**Stated problem**
Write out every line of the data below as a numbered list, skipping blank lines and leaving out the pictures.
::::::::
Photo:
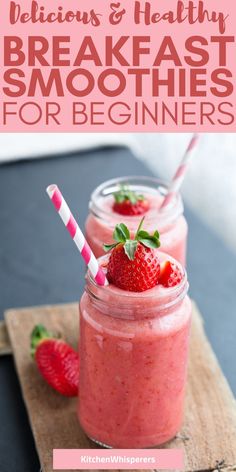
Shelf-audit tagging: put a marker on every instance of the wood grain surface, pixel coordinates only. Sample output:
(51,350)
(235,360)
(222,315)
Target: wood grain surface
(208,435)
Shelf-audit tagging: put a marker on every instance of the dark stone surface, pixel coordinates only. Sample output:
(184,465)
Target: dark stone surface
(40,265)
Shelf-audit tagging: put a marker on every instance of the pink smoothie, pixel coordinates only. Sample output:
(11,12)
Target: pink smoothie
(133,353)
(171,224)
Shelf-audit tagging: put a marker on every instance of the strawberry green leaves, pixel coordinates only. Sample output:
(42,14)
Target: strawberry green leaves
(122,236)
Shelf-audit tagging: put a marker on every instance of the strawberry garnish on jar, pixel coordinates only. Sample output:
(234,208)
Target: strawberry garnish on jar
(129,203)
(57,362)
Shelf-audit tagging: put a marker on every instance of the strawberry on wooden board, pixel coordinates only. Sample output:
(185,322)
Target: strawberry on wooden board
(133,263)
(57,362)
(170,275)
(129,203)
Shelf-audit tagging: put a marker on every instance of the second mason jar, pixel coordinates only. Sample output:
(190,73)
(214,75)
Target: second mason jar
(133,360)
(170,222)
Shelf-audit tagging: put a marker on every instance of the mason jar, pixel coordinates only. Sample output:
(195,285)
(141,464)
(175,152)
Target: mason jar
(133,362)
(170,222)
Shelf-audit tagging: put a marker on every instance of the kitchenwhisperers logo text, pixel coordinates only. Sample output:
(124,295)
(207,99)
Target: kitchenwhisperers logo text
(118,66)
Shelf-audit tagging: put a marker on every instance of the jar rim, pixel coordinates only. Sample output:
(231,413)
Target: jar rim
(158,186)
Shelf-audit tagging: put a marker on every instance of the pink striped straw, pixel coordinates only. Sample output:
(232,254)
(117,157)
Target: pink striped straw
(181,171)
(64,212)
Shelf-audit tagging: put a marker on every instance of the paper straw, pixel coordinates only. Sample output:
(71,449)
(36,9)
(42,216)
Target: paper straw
(64,212)
(181,171)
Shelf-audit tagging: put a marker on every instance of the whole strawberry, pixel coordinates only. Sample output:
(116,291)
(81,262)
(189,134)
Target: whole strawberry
(171,274)
(57,362)
(133,264)
(129,203)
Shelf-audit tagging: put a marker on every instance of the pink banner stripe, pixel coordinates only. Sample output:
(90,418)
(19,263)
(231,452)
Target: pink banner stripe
(157,459)
(167,200)
(57,199)
(72,226)
(86,252)
(181,170)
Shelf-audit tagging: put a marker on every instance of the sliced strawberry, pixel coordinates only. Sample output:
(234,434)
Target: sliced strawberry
(133,264)
(129,203)
(171,274)
(57,362)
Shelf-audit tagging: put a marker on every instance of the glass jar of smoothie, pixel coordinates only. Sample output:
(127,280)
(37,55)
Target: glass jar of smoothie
(170,222)
(133,362)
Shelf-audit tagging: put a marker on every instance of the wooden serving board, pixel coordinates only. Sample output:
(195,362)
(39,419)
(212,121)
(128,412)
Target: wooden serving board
(208,436)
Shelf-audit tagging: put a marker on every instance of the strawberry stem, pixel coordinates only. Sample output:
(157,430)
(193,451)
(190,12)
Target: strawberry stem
(122,236)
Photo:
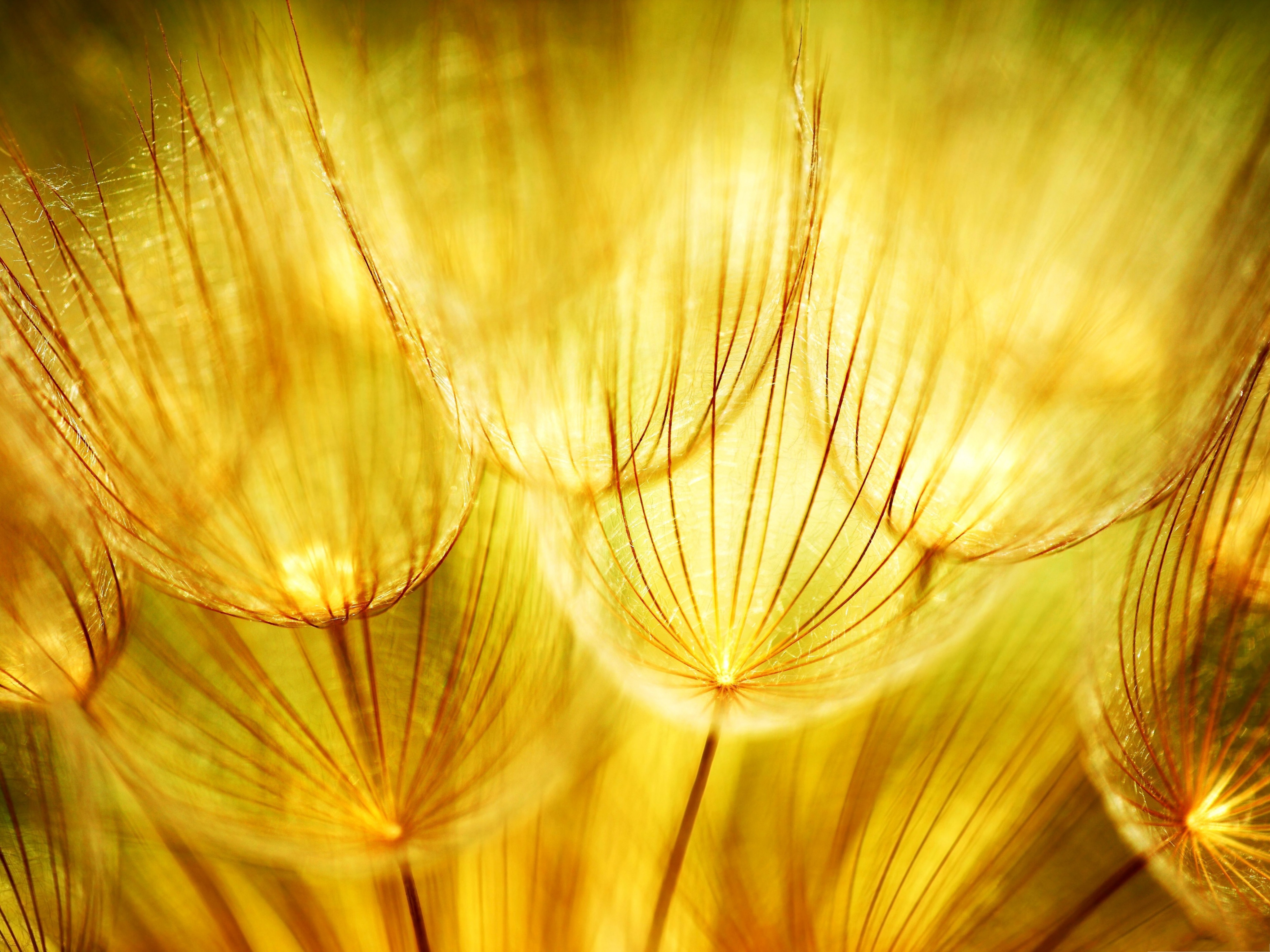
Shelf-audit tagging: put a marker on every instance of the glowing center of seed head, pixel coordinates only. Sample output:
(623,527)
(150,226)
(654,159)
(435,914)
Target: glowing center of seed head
(317,574)
(1207,814)
(724,673)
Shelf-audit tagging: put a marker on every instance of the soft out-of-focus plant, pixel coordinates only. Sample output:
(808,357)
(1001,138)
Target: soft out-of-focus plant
(56,865)
(361,743)
(1180,711)
(771,316)
(64,596)
(216,356)
(588,220)
(947,815)
(1043,263)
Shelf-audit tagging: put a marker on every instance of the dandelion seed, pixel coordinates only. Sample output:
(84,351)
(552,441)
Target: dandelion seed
(1179,718)
(214,351)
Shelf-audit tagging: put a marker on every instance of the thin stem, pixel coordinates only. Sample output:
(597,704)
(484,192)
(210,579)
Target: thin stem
(412,899)
(681,843)
(1090,904)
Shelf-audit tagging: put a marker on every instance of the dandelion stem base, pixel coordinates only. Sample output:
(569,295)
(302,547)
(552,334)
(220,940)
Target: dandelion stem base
(412,899)
(671,879)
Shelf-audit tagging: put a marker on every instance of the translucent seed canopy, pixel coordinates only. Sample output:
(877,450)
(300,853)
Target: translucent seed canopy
(64,596)
(746,584)
(362,742)
(1041,261)
(216,352)
(597,279)
(950,814)
(1180,711)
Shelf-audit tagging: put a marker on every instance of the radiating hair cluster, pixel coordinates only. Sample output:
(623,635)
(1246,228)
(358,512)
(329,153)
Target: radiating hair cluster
(557,477)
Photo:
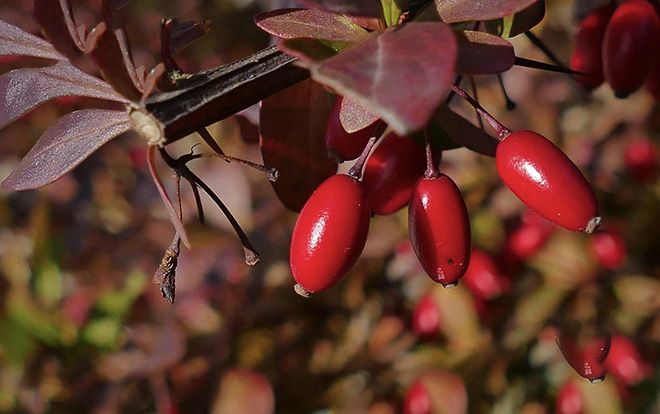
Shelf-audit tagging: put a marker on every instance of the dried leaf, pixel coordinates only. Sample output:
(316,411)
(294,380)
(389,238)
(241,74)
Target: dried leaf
(454,11)
(355,117)
(110,51)
(15,41)
(310,23)
(22,90)
(401,84)
(481,53)
(292,133)
(65,145)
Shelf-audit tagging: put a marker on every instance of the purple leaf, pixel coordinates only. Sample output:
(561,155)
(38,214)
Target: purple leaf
(310,23)
(308,51)
(463,132)
(292,131)
(21,90)
(355,117)
(481,53)
(15,41)
(401,84)
(57,23)
(454,11)
(65,145)
(356,7)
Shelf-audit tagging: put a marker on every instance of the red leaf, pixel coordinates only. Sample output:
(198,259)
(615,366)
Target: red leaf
(65,145)
(56,20)
(481,53)
(21,90)
(310,23)
(454,11)
(15,41)
(292,130)
(355,117)
(402,84)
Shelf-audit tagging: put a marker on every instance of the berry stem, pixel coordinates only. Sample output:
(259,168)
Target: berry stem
(356,169)
(431,171)
(501,130)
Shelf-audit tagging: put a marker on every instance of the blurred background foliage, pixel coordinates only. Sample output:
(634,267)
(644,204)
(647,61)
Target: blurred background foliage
(82,329)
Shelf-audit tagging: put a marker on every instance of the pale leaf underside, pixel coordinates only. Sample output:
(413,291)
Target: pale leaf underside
(22,90)
(65,145)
::::::::
**Written reply**
1. Photo:
2. Shelf-audit tagging: put a marker on every instance of the wood grain surface, pixel coordinates only. Sample output:
3. (51,350)
4. (235,360)
5. (222,315)
6. Target: wood grain surface
7. (208,435)
8. Shelf-audit tagging: put a marker on every instance of the dark stone surface, pixel coordinates only. Sample output:
9. (184,465)
10. Target: dark stone surface
11. (40,265)
12. Shelf-audit tagging: put a marker on every instance of the pink smoothie, pixel coordinates only. Sample output:
13. (11,12)
14. Target: pink smoothie
15. (133,353)
16. (171,224)
17. Shelf-audit tagging: put a marker on every instance of the strawberry green leaves, pixel coordinates only. Sample output:
18. (42,14)
19. Target: strawberry green leaves
20. (122,236)
21. Shelf-audit tagging: put a marker on every instance of the strawberry garnish on jar, pixel coordinates only. Sample output:
22. (234,208)
23. Target: strawberry garnish on jar
24. (129,203)
25. (57,362)
26. Shelf-audit tagging: put a marker on every instance of the strawberry on wooden board, pixel coordinates only. Sample output:
27. (185,322)
28. Target: strawberry on wooden board
29. (133,263)
30. (57,362)
31. (170,275)
32. (129,203)
33. Shelf-audit tagging: put a marker on every instance of the second mason jar, pixel coordinates only. Sample output:
34. (190,73)
35. (214,75)
36. Target: second mason jar
37. (133,360)
38. (170,222)
39. Shelf-audit tagging: put a marker on every instance of the mason jar, pixel coordinates only. Sample output:
40. (195,285)
41. (141,464)
42. (175,152)
43. Target: mason jar
44. (133,362)
45. (170,222)
46. Shelf-audit tagging: put a marker on every instance of the kitchenwhisperers logo text, pixel coordinates only. Sample output:
47. (124,295)
48. (207,99)
49. Target: kitchenwhisperers logo text
50. (118,66)
51. Shelf-audit tagging: put a marker on every instance of the jar rim, pixel coordinates only. Sample output:
52. (231,413)
53. Target: jar rim
54. (158,186)
55. Shelf-audit tagging: put a marker on every instance of the pink striped straw, pixel coordinates only. Sample output:
56. (232,254)
57. (117,157)
58. Target: pink striped straw
59. (181,171)
60. (64,212)
61. Shelf-audit tagging: put a marker on every instance of the paper straw, pixel coordinates only. Sample output:
62. (71,449)
63. (36,9)
64. (42,216)
65. Target: paper straw
66. (64,212)
67. (181,171)
68. Shelf-audit tagging: put a marker on every instance of the whole strawberry, pixel coordinates only. Sample output:
69. (116,291)
70. (81,262)
71. (189,134)
72. Target: whole strawberry
73. (171,274)
74. (57,362)
75. (133,264)
76. (129,203)
77. Shelf-audit tagging: put a marker on every instance of the pink banner stripe, pixel coordinates only. Sample output:
78. (90,418)
79. (19,263)
80. (231,452)
81. Target: pink banner stripe
82. (157,459)
83. (167,200)
84. (57,199)
85. (72,226)
86. (86,252)
87. (181,170)
88. Shelf-audit tagging: put a marker on every instance of the sliced strawberry, pixel coordinates only. Sample output:
89. (234,434)
90. Target: sliced strawberry
91. (133,264)
92. (129,203)
93. (171,274)
94. (57,362)
95. Shelf-audit tagging: put a marker on every instance of the glass jar of smoothie, pixel coordinates only. Sample output:
96. (127,280)
97. (37,55)
98. Target: glass jar of smoothie
99. (170,222)
100. (133,362)
101. Shelf-audit tagging: put a marker on every instance of the wooden serving board, pixel coordinates only. Sample output:
102. (195,362)
103. (39,419)
104. (212,121)
105. (128,412)
106. Target: wooden serving board
107. (208,436)
108. Shelf-audit tagging: put a marker on every instance of the strawberry stem, pixel coordinates only. Sample output:
109. (157,430)
110. (193,451)
111. (190,12)
112. Target: strawberry stem
113. (122,236)
114. Photo:
115. Shelf-audit tagging: put a marker on every instance of the glowing center of seed head, pixel coordinates only. Sample output:
116. (623,527)
117. (150,226)
118. (654,159)
119. (435,914)
120. Target: glowing center of seed head
121. (317,574)
122. (1207,814)
123. (724,673)
124. Shelf-audit tagging: put a marker on every instance of the soft out-of-focus plant, pixel coordinates only. Sample output:
125. (808,357)
126. (1001,138)
127. Target: soft out-of-focus plant
128. (56,865)
129. (361,743)
130. (1180,711)
131. (771,316)
132. (64,596)
133. (216,356)
134. (588,220)
135. (947,815)
136. (1043,263)
137. Shelf-audit tagging: put a marker on every instance of the dandelion seed, pixel coordinates only. Sample output:
138. (84,351)
139. (552,441)
140. Target: dandelion seed
141. (1179,718)
142. (214,351)
143. Shelf-audit tagging: put a marker on every instance of the thin stem, pixel coordinates only. Sample output:
144. (597,704)
145. (484,192)
146. (210,579)
147. Target: thin stem
148. (412,899)
149. (681,843)
150. (1090,904)
151. Shelf-audit tagging: put a marker on every instance of the dandelion stem base, pixel coordinates only. Sample output:
152. (569,295)
153. (302,547)
154. (552,334)
155. (220,940)
156. Target: dandelion stem base
157. (412,899)
158. (671,879)
159. Shelf-audit tagging: put a marker on every instance of the translucent seed canopy, pixel coordinates only. Sample output:
160. (877,450)
161. (300,853)
162. Target: translucent seed canopy
163. (64,596)
164. (746,584)
165. (362,742)
166. (1041,261)
167. (216,352)
168. (597,279)
169. (950,814)
170. (1180,711)
171. Shelf-audit tagging: put a marker on every instance of the radiating hair cluster, pixel coordinates only. Sample output:
172. (623,635)
173. (1246,228)
174. (358,512)
175. (329,153)
176. Target: radiating hair cluster
177. (557,477)
178. Photo:
179. Shelf-audit tagging: put a marker on every instance of the dried leaf, pixel coordinates only. Sample output:
180. (316,411)
181. (294,380)
182. (389,238)
183. (241,74)
184. Target: dried leaf
185. (454,11)
186. (355,117)
187. (110,51)
188. (15,41)
189. (310,23)
190. (22,90)
191. (401,84)
192. (481,53)
193. (292,133)
194. (65,145)
195. Shelf-audit tagging: put a marker on every instance of the purple leaf, pixel coordinates only. Sample output:
196. (561,155)
197. (38,214)
198. Target: purple leaf
199. (310,23)
200. (308,51)
201. (463,132)
202. (292,131)
203. (21,90)
204. (355,117)
205. (481,53)
206. (15,41)
207. (401,84)
208. (57,23)
209. (454,11)
210. (65,145)
211. (356,7)
212. Shelf-audit tagging: put a marker on every instance of the red leaf, pixel coordinates only. Sample output:
213. (198,259)
214. (615,366)
215. Target: red leaf
216. (65,145)
217. (56,20)
218. (481,53)
219. (21,90)
220. (310,23)
221. (454,11)
222. (15,41)
223. (292,130)
224. (355,117)
225. (402,84)
226. Shelf-audit tagging: put a marker on every instance of the berry stem, pixel coordinates only. Sample output:
227. (259,168)
228. Target: berry stem
229. (356,169)
230. (431,171)
231. (501,130)
232. Shelf-audit tagging: put a marker on every instance of the blurred background foliage, pixel coordinates only. Sample output:
233. (634,267)
234. (644,204)
235. (647,61)
236. Target: blurred background foliage
237. (82,329)
238. Shelf-audit tagging: put a marker on every instance of the pale leaf underside, pixel coordinates only. Sample output:
239. (413,291)
240. Target: pale leaf underside
241. (22,90)
242. (65,145)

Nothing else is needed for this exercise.